> REQUIREMENTS
Copy out the lines of the entries exactly, starting at the line that contains "Highlight dense cloud" and ending at the line that contains "[161, 173, 173, 188]", with both of those lines included.

> GIVEN DATA
────

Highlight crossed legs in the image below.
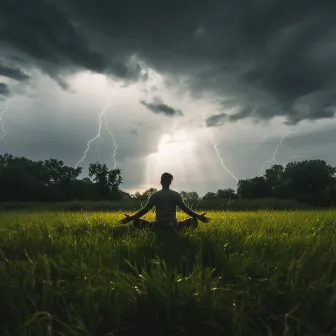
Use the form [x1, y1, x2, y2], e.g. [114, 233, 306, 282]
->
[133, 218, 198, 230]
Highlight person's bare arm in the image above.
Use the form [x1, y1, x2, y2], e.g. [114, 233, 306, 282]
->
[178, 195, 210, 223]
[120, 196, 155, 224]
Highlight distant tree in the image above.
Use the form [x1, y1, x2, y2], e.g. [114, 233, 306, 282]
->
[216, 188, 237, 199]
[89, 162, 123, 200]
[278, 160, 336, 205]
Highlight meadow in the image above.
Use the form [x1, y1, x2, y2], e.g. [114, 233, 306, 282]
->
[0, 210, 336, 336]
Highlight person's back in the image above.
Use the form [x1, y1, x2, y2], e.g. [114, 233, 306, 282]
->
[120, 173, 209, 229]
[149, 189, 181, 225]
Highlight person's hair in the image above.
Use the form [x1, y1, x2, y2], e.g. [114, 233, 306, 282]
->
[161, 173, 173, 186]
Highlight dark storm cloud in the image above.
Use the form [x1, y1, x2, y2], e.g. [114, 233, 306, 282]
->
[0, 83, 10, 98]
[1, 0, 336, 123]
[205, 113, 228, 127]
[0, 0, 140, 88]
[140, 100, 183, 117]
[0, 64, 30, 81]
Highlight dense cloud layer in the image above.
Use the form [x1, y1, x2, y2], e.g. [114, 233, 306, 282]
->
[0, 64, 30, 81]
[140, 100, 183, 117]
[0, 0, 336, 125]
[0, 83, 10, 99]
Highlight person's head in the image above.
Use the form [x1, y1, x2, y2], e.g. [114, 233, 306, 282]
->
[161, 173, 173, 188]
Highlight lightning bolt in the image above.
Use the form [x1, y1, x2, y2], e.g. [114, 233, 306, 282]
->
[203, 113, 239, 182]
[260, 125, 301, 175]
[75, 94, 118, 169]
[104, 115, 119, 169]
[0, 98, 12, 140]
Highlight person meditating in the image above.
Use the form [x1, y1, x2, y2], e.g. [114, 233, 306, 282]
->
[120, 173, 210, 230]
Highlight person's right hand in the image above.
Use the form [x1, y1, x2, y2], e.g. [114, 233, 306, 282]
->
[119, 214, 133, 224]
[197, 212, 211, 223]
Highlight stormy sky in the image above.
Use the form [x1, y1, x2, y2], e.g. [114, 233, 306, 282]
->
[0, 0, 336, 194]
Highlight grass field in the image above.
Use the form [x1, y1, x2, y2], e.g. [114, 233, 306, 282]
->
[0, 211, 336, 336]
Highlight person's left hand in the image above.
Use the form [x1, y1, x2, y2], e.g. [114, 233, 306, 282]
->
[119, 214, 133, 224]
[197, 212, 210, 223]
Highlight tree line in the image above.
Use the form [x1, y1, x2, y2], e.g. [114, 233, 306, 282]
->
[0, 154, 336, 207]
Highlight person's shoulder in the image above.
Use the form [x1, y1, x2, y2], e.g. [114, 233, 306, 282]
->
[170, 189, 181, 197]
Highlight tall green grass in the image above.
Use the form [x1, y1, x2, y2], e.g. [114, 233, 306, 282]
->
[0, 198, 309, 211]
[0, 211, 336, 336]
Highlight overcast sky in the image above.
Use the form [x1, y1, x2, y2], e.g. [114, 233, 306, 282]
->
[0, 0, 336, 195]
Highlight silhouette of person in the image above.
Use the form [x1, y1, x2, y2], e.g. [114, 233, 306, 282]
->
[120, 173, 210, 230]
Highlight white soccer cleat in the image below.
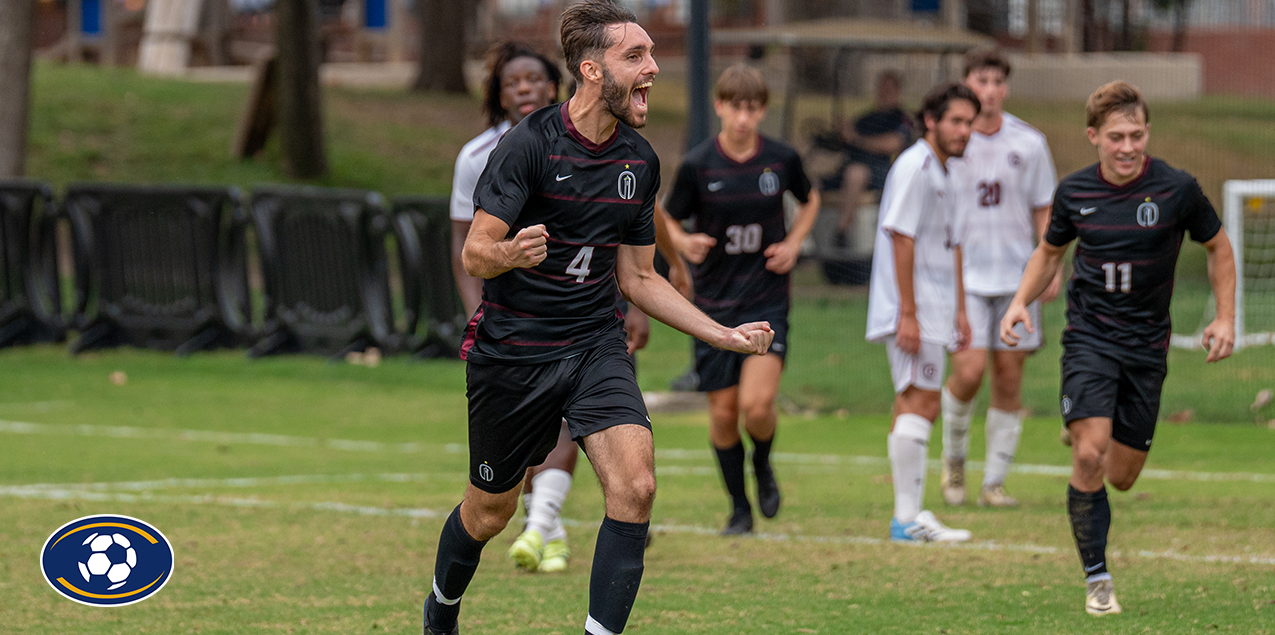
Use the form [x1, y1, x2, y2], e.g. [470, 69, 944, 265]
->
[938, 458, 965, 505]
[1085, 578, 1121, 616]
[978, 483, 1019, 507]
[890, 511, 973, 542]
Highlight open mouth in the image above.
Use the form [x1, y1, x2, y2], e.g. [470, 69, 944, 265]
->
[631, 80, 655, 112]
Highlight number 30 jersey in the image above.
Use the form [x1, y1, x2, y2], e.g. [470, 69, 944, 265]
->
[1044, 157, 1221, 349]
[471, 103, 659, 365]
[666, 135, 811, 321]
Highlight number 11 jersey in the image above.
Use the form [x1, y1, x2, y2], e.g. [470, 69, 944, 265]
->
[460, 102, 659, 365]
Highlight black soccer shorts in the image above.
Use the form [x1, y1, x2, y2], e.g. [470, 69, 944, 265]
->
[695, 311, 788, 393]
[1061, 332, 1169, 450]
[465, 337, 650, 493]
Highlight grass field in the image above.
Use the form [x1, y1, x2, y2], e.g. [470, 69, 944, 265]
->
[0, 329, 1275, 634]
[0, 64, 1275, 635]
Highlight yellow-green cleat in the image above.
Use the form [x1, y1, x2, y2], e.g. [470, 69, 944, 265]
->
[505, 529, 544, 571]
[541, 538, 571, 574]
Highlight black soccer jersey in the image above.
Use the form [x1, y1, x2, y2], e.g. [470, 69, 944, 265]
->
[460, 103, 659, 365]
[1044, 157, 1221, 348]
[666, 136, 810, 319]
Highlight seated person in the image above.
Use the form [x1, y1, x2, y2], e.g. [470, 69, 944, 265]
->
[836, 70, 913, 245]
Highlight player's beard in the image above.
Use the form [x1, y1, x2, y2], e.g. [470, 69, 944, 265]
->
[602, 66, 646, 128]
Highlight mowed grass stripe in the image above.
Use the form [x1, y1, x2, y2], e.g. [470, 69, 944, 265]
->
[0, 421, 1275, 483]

────

> THE OUTPUT
Highlight dense cloud layer in the image above.
Use the form [x1, y1, x2, y2], e.g. [114, 233, 306, 282]
->
[0, 64, 30, 81]
[140, 100, 183, 117]
[0, 0, 336, 125]
[0, 83, 10, 99]
Highlight person's head in the image above.
Use the form [x1, y1, x2, y2], e.g. [114, 233, 306, 282]
->
[161, 173, 173, 188]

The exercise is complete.